### Stated problem
Write out again the rows from the start of the records through the line holding "pixel 385 659", inclusive, with the requests kept as they are. Offset each pixel coordinate in the answer points by adding 65, and leave the pictures out.

Items from a data source
○ ○ ○ ○ ○ ○ ○
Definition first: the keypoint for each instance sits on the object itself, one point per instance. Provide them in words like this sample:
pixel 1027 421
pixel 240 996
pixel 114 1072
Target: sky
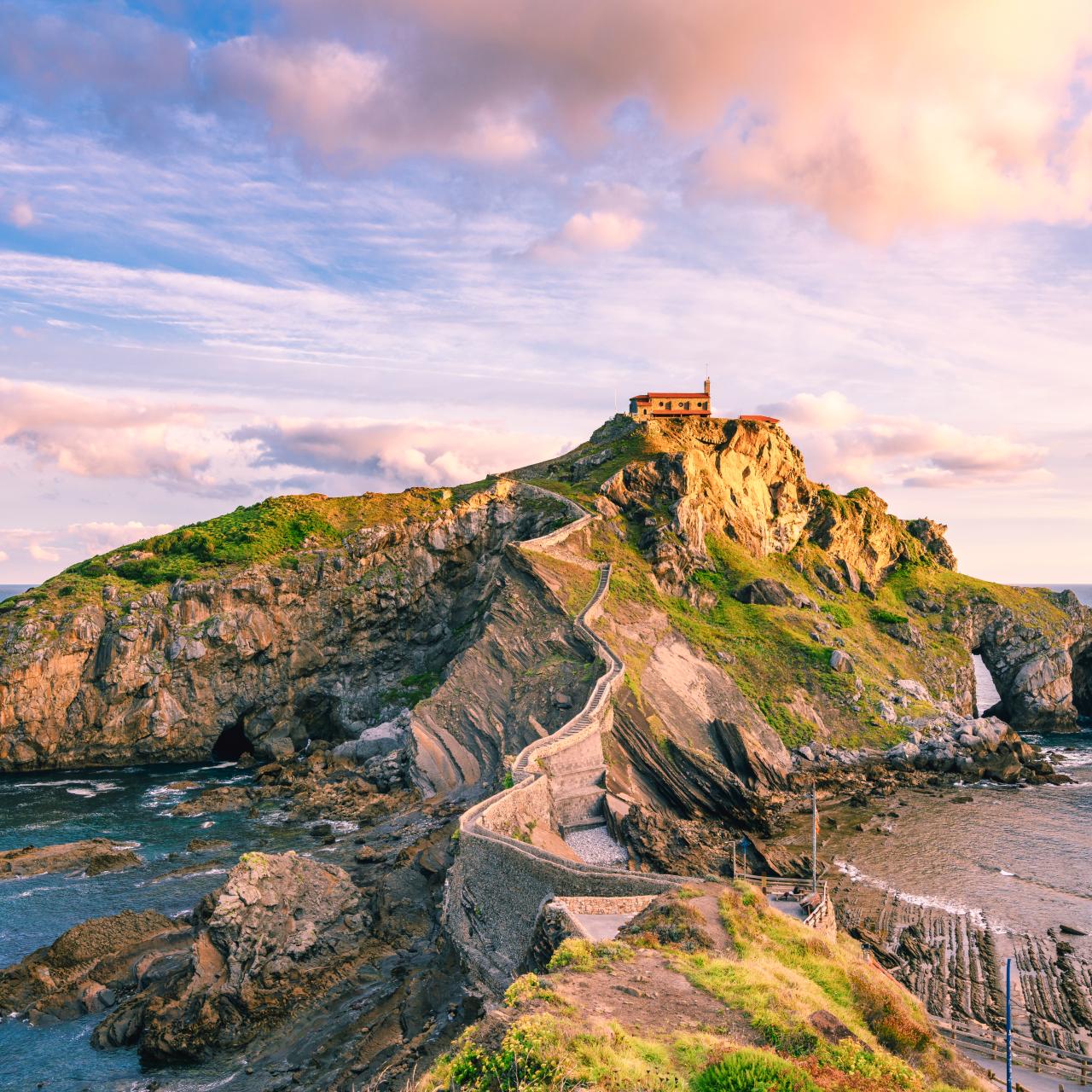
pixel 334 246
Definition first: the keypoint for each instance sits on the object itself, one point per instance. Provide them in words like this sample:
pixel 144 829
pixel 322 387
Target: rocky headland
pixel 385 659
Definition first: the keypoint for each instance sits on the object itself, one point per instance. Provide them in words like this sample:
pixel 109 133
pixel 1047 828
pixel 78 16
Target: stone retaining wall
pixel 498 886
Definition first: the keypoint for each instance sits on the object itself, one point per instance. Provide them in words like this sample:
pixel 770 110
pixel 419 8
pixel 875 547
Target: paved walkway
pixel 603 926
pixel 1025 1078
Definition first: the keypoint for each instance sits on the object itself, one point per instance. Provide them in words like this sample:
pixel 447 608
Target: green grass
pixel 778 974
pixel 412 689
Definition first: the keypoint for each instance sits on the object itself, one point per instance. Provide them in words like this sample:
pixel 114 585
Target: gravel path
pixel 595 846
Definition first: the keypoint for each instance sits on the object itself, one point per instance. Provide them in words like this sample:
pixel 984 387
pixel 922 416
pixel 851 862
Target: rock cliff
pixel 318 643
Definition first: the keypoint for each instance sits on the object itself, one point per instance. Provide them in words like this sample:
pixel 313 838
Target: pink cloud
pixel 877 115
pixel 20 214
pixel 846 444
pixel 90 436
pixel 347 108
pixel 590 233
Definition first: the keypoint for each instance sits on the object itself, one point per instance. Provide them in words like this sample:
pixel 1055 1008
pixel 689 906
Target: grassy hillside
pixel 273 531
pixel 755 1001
○ ○ ○ ○ ○ ○ ○
### Final answer
Definition first: the keypoint for each instance sits on the object itself, one point per instance. Provide them in words like this sample:
pixel 1027 421
pixel 240 996
pixel 114 1072
Target: sky
pixel 399 311
Definition first: the keypoint for each instance sits on the object itself, one point per instance. Provide them in words like this sample:
pixel 144 829
pixel 322 387
Target: rocky headland
pixel 450 724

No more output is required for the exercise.